Written exercise
Change "bounding box" to "rectangle" throughout the rows below, keeping every other word and number as it is.

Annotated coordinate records
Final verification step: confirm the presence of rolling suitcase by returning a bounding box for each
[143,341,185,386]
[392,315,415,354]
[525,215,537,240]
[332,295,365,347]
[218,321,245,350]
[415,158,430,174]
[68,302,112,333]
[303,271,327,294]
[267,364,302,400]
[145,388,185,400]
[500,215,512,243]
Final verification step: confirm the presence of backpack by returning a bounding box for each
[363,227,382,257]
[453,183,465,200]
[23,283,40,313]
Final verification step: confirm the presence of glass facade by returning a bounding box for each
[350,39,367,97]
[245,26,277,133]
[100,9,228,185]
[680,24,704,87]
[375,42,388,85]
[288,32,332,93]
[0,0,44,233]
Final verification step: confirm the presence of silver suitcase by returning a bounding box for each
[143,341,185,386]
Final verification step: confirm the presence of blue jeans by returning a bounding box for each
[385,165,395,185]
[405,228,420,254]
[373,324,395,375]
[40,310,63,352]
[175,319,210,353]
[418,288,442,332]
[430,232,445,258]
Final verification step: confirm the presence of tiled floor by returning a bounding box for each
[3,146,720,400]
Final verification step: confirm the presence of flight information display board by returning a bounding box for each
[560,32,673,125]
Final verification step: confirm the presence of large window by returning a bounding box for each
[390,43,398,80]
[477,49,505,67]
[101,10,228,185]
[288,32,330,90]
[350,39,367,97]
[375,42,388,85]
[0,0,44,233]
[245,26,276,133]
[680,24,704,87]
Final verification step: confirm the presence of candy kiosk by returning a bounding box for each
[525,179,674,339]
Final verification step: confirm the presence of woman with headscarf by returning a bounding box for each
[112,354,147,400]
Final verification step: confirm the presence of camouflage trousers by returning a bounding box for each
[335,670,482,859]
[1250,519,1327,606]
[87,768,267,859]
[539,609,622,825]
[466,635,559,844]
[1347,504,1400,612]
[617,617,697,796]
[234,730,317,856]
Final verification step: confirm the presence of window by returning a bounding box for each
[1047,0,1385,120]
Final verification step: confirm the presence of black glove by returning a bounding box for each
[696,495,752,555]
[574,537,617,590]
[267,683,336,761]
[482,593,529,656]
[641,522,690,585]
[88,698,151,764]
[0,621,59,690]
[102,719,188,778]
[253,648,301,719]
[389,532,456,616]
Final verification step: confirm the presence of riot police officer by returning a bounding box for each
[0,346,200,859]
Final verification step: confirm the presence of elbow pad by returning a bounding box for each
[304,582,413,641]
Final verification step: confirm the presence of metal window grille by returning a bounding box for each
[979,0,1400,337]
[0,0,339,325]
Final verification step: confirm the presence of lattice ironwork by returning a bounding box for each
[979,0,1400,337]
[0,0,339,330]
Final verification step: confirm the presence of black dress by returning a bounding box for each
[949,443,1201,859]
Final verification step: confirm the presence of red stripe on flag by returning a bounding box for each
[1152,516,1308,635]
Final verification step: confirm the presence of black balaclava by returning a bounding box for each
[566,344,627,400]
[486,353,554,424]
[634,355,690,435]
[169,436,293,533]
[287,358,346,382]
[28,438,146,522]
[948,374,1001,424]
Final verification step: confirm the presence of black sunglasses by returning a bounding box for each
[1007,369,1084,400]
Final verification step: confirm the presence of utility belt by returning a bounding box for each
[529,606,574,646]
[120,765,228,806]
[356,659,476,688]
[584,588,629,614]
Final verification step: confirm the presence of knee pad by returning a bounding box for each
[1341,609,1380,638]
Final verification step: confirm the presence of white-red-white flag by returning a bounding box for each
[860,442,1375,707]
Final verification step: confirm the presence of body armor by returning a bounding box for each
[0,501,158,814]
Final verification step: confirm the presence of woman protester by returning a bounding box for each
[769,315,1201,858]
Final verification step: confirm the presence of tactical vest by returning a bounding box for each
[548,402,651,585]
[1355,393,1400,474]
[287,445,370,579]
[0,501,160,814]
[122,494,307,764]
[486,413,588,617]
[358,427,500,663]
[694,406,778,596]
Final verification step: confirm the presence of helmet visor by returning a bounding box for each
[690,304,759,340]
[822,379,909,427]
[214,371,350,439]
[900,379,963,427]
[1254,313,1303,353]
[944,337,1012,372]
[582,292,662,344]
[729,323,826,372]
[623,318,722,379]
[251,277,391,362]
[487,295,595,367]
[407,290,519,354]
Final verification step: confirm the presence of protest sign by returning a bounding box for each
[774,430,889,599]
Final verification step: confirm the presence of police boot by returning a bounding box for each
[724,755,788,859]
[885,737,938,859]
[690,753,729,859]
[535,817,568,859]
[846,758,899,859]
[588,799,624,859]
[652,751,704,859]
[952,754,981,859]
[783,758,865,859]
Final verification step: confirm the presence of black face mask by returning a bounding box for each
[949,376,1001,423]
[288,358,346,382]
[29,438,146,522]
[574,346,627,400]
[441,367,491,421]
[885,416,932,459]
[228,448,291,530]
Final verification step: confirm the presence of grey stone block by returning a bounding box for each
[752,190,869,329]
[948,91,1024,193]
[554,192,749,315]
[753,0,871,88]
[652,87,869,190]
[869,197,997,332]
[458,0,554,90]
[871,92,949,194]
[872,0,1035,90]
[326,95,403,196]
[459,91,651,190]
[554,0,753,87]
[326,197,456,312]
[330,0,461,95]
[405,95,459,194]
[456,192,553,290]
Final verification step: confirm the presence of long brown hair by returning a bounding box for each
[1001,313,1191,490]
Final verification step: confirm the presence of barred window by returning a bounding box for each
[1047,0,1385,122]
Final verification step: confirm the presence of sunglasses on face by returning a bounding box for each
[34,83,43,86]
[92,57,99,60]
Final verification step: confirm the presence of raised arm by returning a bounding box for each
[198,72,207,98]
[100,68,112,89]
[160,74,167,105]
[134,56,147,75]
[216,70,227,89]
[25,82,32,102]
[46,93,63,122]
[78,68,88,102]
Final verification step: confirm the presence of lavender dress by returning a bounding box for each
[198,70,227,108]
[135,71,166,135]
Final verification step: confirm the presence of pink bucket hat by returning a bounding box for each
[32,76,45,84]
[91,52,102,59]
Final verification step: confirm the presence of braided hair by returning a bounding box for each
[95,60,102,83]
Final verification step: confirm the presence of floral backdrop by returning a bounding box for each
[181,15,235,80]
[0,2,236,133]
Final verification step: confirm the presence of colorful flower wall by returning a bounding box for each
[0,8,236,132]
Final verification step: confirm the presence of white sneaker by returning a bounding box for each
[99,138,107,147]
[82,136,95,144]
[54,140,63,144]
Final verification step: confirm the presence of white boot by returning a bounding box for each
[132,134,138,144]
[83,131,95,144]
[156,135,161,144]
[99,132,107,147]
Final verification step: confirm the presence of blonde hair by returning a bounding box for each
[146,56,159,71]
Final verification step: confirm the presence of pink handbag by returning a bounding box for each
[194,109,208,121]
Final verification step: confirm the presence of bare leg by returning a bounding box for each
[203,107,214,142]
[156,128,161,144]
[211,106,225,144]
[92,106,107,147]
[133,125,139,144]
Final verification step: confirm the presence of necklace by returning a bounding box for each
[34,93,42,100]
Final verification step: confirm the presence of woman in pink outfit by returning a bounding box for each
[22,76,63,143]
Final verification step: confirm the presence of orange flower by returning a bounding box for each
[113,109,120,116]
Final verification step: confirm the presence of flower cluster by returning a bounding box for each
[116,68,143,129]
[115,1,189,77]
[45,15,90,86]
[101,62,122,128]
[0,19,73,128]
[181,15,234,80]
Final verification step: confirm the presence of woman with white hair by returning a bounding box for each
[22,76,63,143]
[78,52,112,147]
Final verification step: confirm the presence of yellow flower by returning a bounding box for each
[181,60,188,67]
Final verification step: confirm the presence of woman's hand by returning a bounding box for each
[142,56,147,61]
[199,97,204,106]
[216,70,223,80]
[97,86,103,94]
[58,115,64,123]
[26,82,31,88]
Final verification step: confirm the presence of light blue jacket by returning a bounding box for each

Result for this exercise
Final verification step: confirm the presence of rolling suitcase by returning a rectangle for each
[143,341,185,386]
[392,315,415,354]
[525,215,537,240]
[332,295,365,347]
[218,321,245,350]
[415,158,430,174]
[68,302,112,333]
[303,271,327,294]
[267,364,302,400]
[145,388,185,400]
[500,215,512,243]
Final verification step: confirm the presence of backpack by returning a rectangle for each
[363,227,382,257]
[453,183,465,200]
[23,283,40,313]
Final verification step: confirm the presence of glass facade by returning a rectangle for each
[350,39,367,97]
[245,26,277,133]
[100,9,228,185]
[680,24,704,87]
[375,42,388,85]
[288,32,332,93]
[0,0,44,233]
Final verification step: confirm the presence of silver suitcase by returning a rectangle for each
[143,341,185,386]
Final verification step: confirm the presence of blue jeans by returning a rectangle for each
[385,165,395,185]
[405,228,420,254]
[373,324,395,375]
[40,310,63,352]
[175,319,210,353]
[418,288,442,332]
[430,232,445,258]
Final verification step: confirm the presence of tiled floor by returning a rectangle for each
[3,146,720,400]
Final verification step: confirm the presence of flight information display board by returning a rectangle for each
[560,32,673,125]
Final verification step: confirm the presence of large window by returning a rectangle for each
[390,43,398,80]
[477,49,505,67]
[101,10,228,185]
[288,32,330,90]
[350,39,367,97]
[375,42,388,85]
[0,0,44,233]
[245,26,276,133]
[680,24,704,87]
Final verification step: confirm the presence of candy kiosk by returning a rectangle for each
[525,179,674,339]
Final verification step: confirm the presence of woman with headscarf by returning a rectangle for each
[112,354,147,400]
Final verification step: confirm the presence of camouflage trousers by returning a rectangle for each
[335,670,482,859]
[1250,519,1327,606]
[87,768,267,859]
[539,609,622,825]
[466,635,559,844]
[1347,504,1400,612]
[617,617,697,796]
[234,730,317,856]
Final verification step: confirm the presence of window by returning a rectangle for each
[1047,0,1385,120]
Final verification step: confirm the presence of black glove by returning a rectangle for each
[696,495,752,555]
[574,537,617,590]
[267,683,336,761]
[482,593,529,656]
[641,522,690,585]
[88,698,151,764]
[0,621,59,690]
[102,719,188,778]
[253,648,301,719]
[389,532,456,616]
Final verification step: confirm the presence of riot police officer by returning a rectangle for each
[0,346,200,859]
Final verification step: confirm the presence of elbow pad by returning a rectangle for each
[304,582,413,641]
Final verification step: confirm the presence of metal window grille by returning a rectangle for each
[979,0,1400,337]
[0,0,339,325]
Final verification step: confirm the presence of lattice ironwork by returning a rectangle for each
[979,0,1400,337]
[0,0,339,330]
Final verification step: confirm the presence of black dress by returning a rectangle for each
[949,443,1201,859]
Final verification step: confirm the presence of red stripe on flag by returning a rectangle for each
[1152,516,1308,635]
Final verification step: confirm the presence of black balaclava by returning a rectangle for each
[566,344,627,400]
[486,353,554,424]
[634,355,690,435]
[169,436,293,533]
[287,358,346,382]
[28,438,146,522]
[948,374,1001,424]
Final verification step: confirm the presence of black sunglasses by returning a rectangle for each
[1007,369,1084,400]
Final verification step: confirm the presence of utility belt by returning a rectangle for each
[529,606,574,646]
[120,765,228,806]
[356,659,476,688]
[584,588,629,614]
Final verification step: confirm the presence of knee pad by returning a rectangle for each
[1341,609,1380,638]
Final verification step: confirm the presence of white-red-white flag by returning a rectangle for each
[860,442,1375,707]
Final verification step: confirm the presence of body armor by returning a rectangle for each
[0,501,158,814]
Final verification step: confirm the presence of woman protester by returning a rectangle for each
[769,315,1201,858]
Final verification step: confirm the presence of tactical vest by returning a rectangle for each
[548,402,651,585]
[1355,393,1400,474]
[287,445,370,579]
[0,501,160,814]
[122,494,307,764]
[486,413,588,617]
[358,427,500,663]
[694,406,778,596]
Final verification step: confirm the presence of helmet visor by returning a rectangle for each
[690,304,759,340]
[822,379,909,427]
[214,371,350,439]
[900,379,963,427]
[1254,313,1303,353]
[944,337,1012,372]
[582,292,662,344]
[729,323,826,372]
[623,318,722,379]
[251,277,391,362]
[487,295,595,367]
[407,290,519,354]
Final verification step: confirm the presence of protest sign by returning a rectangle for each
[774,430,889,599]
Final verification step: confirm the presence of police boot by returning a rectangle for each
[724,755,788,859]
[885,737,938,859]
[690,753,729,859]
[535,817,568,859]
[846,758,899,859]
[588,799,624,859]
[652,751,704,859]
[952,754,981,859]
[783,758,865,859]
Final verification step: confirm the presence of black face mask by returning a rectangle for each
[949,376,1001,423]
[288,358,346,382]
[29,438,146,522]
[574,346,627,400]
[441,367,491,421]
[885,416,932,459]
[228,448,291,530]
Final verification step: confirm the presence of grey stone block by returning a rectangle for each
[752,190,869,329]
[948,91,1024,193]
[554,192,749,315]
[753,0,871,88]
[652,87,869,190]
[869,197,997,332]
[458,0,554,90]
[871,92,949,194]
[872,0,1035,90]
[326,95,403,196]
[459,91,651,190]
[554,0,753,87]
[326,197,456,312]
[330,0,461,95]
[405,95,459,194]
[456,192,553,290]
Final verification step: confirm the presence of long brown hair by returning a rectangle for each
[1001,313,1191,490]
Final verification step: confirm the presence of barred window by returning a rectangle for each
[1047,0,1385,122]
Final verification step: confirm the presence of sunglasses on face by returning a rectangle for each
[34,83,43,86]
[92,57,99,60]
Final verification step: confirm the presence of raised arm by returning a rectangle for each
[198,72,207,98]
[100,68,112,89]
[160,74,167,105]
[134,56,147,75]
[216,70,227,89]
[25,82,32,102]
[46,93,63,122]
[78,68,88,102]
Final verification step: confirm the presence of lavender dress by returning a rectangle for each
[198,70,227,108]
[135,71,166,135]
Final verification step: confirm the presence of pink bucket hat by returning a rectangle for each
[32,76,45,84]
[91,52,102,59]
Final verification step: confirm the presence of braided hair by returning a rectangle for each
[95,60,102,83]
Final verification step: confirm the presence of floral backdrop by returning a rectangle for each
[181,15,235,80]
[0,2,236,133]
Final verification step: confirm the presence of colorful flower wall by returning a rectangle for each
[0,8,236,132]
Final verification step: confirm the presence of white sneaker by returning a rectangle for each
[99,138,107,147]
[82,136,95,144]
[54,140,63,144]
Final verification step: confirm the presence of white boot by returning a rectangle for each
[132,134,138,144]
[83,131,95,144]
[156,135,161,144]
[99,132,107,147]
Final verification step: confirm the presence of blonde hair by returning a rectangle for each
[146,56,159,71]
Final verification step: confirm the presence of pink handbag by returning a rectangle for each
[194,109,208,121]
Final verification step: confirm the presence of bare leg by returning a rectangle for each
[203,107,214,142]
[156,128,161,144]
[211,106,225,144]
[92,106,107,147]
[133,125,139,144]
Final verification step: confirm the presence of necklace by returning a rectangle for each
[34,93,42,100]
Final verification step: confirm the presence of woman in pink outfit by returning a rectangle for each
[22,76,63,143]
Final verification step: confirm the presence of orange flower by returning a rectangle for each
[113,109,120,116]
Final verification step: confirm the presence of flower cluster by returning a rectangle for each
[116,68,143,129]
[115,1,189,77]
[45,15,90,86]
[101,62,122,128]
[0,19,73,128]
[181,15,234,80]
Final verification step: confirm the presence of woman with white hair by returning a rectangle for each
[22,76,63,143]
[78,52,112,147]
Final verification step: confirm the presence of yellow flower by returning a rectangle for each
[181,60,188,67]
Final verification step: confirm the presence of woman's hand by returning a rectangle for each
[142,56,147,61]
[199,97,204,106]
[216,70,223,80]
[97,86,103,94]
[58,115,64,123]
[26,82,31,88]
Final verification step: confirm the presence of light blue jacket by returning a rectangle for each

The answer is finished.